> [What to work on] Each line of the records below that contains "green" needs to be copied.

*** Provided records ***

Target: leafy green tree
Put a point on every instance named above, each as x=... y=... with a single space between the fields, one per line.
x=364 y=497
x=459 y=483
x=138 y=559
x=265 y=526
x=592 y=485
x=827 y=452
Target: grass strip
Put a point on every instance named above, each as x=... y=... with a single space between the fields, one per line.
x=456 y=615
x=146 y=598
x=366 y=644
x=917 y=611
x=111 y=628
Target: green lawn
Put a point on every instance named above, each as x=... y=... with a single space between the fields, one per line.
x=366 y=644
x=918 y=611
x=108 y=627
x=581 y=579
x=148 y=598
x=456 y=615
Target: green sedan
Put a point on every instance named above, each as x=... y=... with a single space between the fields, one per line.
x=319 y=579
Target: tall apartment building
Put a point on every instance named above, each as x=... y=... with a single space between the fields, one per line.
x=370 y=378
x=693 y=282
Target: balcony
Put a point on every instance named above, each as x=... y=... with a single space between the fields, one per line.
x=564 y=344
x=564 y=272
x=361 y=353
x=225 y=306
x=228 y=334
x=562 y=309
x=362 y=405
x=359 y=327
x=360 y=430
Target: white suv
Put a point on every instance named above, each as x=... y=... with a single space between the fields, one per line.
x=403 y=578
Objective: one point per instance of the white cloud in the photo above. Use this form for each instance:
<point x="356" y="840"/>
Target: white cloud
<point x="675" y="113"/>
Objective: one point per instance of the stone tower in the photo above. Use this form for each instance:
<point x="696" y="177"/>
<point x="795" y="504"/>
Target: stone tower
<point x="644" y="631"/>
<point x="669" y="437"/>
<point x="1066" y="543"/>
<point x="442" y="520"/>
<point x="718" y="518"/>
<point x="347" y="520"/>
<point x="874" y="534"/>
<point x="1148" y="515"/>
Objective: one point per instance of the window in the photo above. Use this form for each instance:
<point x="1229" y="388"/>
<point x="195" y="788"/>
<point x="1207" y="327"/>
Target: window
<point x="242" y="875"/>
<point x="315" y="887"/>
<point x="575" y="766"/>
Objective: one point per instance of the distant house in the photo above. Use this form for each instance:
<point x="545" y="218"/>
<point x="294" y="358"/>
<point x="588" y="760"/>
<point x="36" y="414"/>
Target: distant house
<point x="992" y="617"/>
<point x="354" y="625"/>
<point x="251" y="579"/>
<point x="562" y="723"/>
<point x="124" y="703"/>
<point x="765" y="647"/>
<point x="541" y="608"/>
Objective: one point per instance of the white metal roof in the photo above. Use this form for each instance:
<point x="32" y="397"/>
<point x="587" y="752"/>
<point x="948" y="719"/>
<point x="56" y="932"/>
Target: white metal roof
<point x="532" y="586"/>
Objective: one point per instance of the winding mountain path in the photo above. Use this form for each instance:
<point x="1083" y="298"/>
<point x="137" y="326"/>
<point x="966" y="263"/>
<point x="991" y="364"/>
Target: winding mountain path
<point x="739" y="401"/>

*** End of Provided records ***

> [Expected answer]
Target: leafy green tree
Target: green lawn
Target: green sedan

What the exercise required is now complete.